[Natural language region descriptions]

----

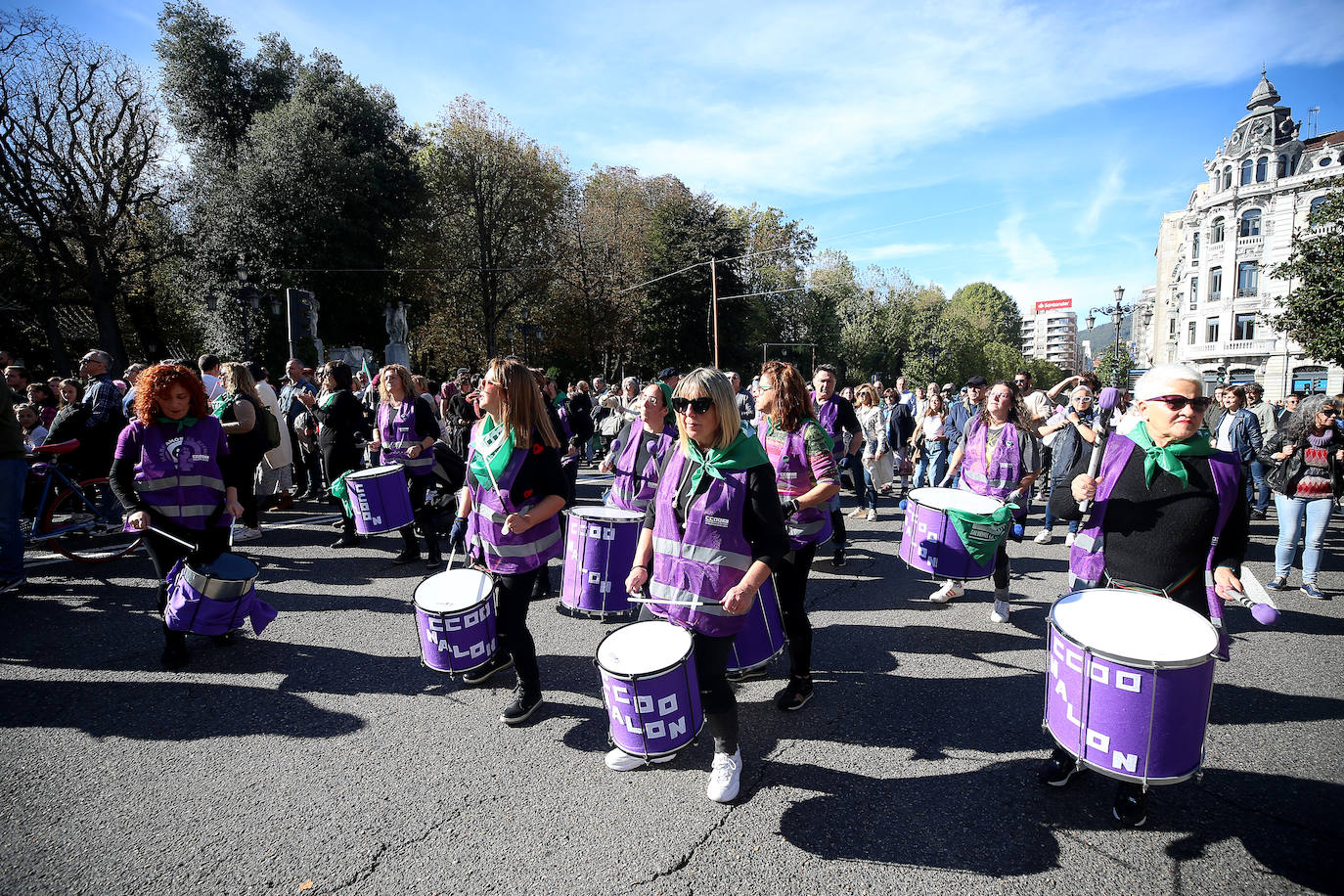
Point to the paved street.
(323, 758)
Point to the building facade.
(1050, 334)
(1214, 256)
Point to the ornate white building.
(1214, 256)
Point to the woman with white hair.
(1168, 517)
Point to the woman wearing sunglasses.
(1168, 516)
(711, 536)
(507, 516)
(1305, 460)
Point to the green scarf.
(491, 452)
(1168, 457)
(742, 454)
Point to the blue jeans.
(14, 474)
(1290, 512)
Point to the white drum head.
(957, 500)
(643, 647)
(453, 590)
(1135, 625)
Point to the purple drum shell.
(455, 617)
(380, 499)
(929, 542)
(650, 688)
(1127, 720)
(599, 554)
(762, 639)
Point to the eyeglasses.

----

What to work on — Give an exact copy of every line from the one holding "Point to the building facade." through the end of the records, both included, and no other lines.

Reply to the task —
Point to the building facade.
(1050, 334)
(1214, 256)
Point to the ornate white building.
(1214, 256)
Point to the woman with white hair.
(1168, 517)
Point to the woman wearing sunglasses.
(1168, 516)
(711, 536)
(507, 516)
(1305, 460)
Point to the green scarf.
(491, 452)
(1168, 457)
(742, 454)
Point to the blue jeans.
(14, 474)
(1290, 512)
Point to the white drum head.
(957, 500)
(643, 647)
(453, 590)
(1135, 625)
Point to the purple drum shell.
(455, 617)
(380, 499)
(929, 542)
(650, 688)
(1127, 720)
(599, 554)
(762, 639)
Point to the eyeglasses.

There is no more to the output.